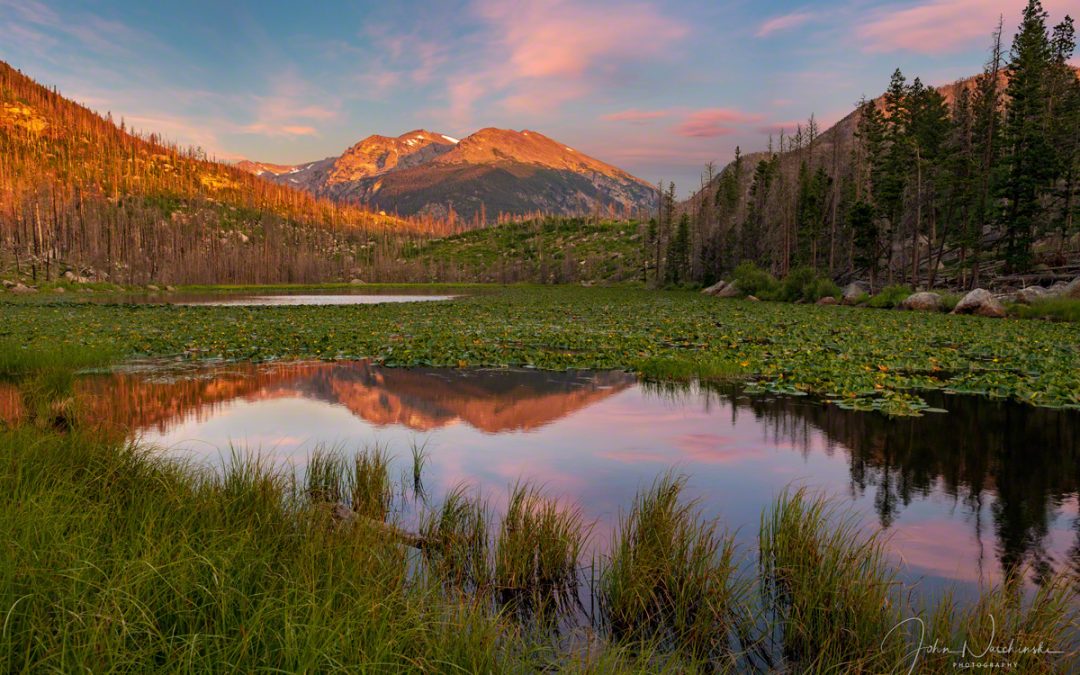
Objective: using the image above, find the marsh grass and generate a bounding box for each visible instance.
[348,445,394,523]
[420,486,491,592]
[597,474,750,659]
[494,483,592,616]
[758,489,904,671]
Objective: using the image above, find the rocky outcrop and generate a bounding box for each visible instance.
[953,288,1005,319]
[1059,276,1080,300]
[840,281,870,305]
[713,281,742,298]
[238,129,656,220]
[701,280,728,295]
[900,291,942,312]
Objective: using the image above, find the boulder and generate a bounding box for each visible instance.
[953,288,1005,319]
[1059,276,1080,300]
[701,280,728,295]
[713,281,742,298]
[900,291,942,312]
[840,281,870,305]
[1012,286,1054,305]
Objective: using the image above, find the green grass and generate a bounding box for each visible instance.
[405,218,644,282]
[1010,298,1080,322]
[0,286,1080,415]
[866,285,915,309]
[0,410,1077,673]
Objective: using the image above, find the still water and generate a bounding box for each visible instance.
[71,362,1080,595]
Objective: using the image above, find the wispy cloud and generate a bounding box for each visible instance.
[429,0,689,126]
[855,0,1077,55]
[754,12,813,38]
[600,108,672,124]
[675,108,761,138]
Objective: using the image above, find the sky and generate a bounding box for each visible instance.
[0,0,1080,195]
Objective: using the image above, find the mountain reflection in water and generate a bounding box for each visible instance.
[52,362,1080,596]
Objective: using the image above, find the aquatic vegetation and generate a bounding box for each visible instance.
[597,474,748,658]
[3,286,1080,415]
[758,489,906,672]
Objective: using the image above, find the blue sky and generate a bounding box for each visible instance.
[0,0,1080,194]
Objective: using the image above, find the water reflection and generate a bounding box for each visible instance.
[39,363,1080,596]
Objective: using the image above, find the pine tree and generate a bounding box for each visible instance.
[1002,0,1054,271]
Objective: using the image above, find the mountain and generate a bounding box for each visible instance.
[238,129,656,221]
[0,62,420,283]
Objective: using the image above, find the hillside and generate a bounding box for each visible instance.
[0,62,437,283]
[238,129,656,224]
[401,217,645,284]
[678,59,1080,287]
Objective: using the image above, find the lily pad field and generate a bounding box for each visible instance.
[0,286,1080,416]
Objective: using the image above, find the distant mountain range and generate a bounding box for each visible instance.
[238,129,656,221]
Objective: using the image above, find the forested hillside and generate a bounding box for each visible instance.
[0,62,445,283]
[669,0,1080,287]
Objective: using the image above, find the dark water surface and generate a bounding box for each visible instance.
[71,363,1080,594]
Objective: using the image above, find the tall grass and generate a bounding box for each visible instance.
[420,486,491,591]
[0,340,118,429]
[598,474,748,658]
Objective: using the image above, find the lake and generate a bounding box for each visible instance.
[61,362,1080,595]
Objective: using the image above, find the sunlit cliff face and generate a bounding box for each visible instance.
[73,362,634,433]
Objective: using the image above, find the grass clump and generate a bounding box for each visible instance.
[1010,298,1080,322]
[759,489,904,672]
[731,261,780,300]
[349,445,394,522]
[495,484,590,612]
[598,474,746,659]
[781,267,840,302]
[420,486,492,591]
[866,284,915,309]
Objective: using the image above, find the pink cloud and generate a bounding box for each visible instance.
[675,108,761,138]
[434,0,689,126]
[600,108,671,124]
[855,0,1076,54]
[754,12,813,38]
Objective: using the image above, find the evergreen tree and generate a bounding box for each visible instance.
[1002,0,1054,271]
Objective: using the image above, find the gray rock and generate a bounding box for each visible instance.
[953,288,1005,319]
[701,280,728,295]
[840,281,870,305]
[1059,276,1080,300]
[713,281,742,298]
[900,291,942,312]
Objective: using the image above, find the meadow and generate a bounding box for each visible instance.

+---+

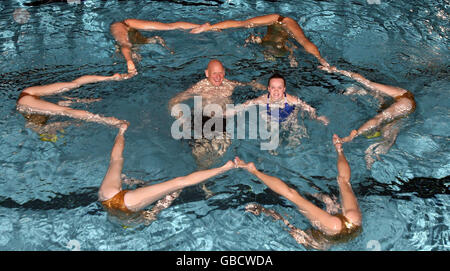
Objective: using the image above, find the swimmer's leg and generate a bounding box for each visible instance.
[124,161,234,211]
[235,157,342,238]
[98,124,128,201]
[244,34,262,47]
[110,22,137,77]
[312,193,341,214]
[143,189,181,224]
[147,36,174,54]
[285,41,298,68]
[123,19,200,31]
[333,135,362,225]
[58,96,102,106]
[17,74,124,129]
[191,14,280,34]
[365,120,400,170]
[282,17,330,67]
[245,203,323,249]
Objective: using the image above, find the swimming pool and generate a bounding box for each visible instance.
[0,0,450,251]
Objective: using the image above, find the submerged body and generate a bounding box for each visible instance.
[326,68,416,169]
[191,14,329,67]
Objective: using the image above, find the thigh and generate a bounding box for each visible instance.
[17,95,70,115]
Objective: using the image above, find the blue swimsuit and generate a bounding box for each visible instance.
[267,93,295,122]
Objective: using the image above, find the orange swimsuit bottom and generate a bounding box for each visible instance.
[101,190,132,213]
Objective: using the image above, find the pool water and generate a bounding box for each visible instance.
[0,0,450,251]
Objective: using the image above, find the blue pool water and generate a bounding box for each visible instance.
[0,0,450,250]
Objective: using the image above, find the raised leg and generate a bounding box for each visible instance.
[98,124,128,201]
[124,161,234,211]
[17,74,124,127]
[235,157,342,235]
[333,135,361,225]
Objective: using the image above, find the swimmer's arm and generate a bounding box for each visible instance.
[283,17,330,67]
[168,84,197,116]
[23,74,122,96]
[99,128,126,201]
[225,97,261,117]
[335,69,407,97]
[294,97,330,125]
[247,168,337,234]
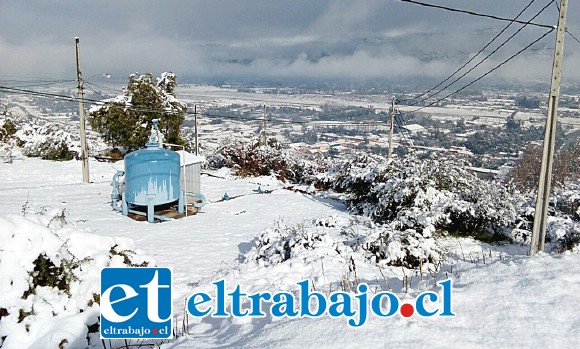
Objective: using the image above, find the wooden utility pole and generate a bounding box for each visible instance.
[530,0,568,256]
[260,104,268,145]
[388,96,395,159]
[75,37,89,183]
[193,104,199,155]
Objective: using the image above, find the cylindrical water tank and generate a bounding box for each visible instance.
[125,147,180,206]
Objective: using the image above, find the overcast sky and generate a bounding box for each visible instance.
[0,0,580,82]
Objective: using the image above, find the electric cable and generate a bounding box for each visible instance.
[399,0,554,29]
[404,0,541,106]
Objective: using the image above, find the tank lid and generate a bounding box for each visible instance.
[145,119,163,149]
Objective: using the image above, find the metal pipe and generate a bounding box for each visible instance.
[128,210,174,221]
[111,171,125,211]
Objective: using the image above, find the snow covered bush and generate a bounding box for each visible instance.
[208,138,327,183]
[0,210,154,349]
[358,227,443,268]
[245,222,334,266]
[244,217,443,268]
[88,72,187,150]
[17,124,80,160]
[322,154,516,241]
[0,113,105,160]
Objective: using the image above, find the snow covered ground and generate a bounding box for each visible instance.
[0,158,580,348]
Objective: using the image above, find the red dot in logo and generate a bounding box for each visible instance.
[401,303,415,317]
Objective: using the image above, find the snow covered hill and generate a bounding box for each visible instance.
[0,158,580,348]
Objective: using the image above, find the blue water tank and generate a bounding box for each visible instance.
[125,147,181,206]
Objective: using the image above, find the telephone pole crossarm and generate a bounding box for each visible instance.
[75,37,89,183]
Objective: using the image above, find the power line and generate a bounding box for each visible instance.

+---+

* _Task to complete_
Copy the items from the line with "Objective: using the image above, find the pool" through the line with "[111,171,125,211]", inclusive, without altering them. Omit any pictures from your copy.

* _Full response_
Objective: using the image above, find the pool water and generate a bounding box for each visible instance.
[0,0,450,251]
Objective: using the image above, find the blue pool water and generate a bounding box for each visible instance.
[0,0,450,250]
Objective: using the image above, find the raised leg and generate a bounding box for each visible instance.
[98,124,128,201]
[124,161,234,211]
[17,74,124,127]
[235,157,342,235]
[333,135,361,225]
Objective: using the image above, find the swimmer's arm and generate a bounding box for each visible instance.
[283,17,330,67]
[168,84,197,116]
[23,74,122,96]
[99,128,126,201]
[225,97,261,117]
[335,69,407,97]
[294,97,330,125]
[247,168,337,234]
Objective: using the image above, find the wooden utility pole and generate a bounding box for each visible instance.
[530,0,568,256]
[260,104,268,145]
[388,96,395,159]
[75,37,89,183]
[193,104,199,155]
Objective: using the image above, find the cylindrical water tank and generate a bounding box for each visible instance.
[125,147,180,206]
Objective: using the image above, find the overcast sky and generate a bounding box for each visible instance.
[0,0,580,82]
Objective: using the image above, find the electric cable and generate a bounding box for each visible instance.
[399,0,554,29]
[404,0,541,106]
Objective: using the image above, find the tank lid and generate a bounding box for each visible instance.
[145,119,163,149]
Objective: using the image above, find the metal pipe and generate a bounding box for each visible instance.
[128,210,174,221]
[111,171,125,211]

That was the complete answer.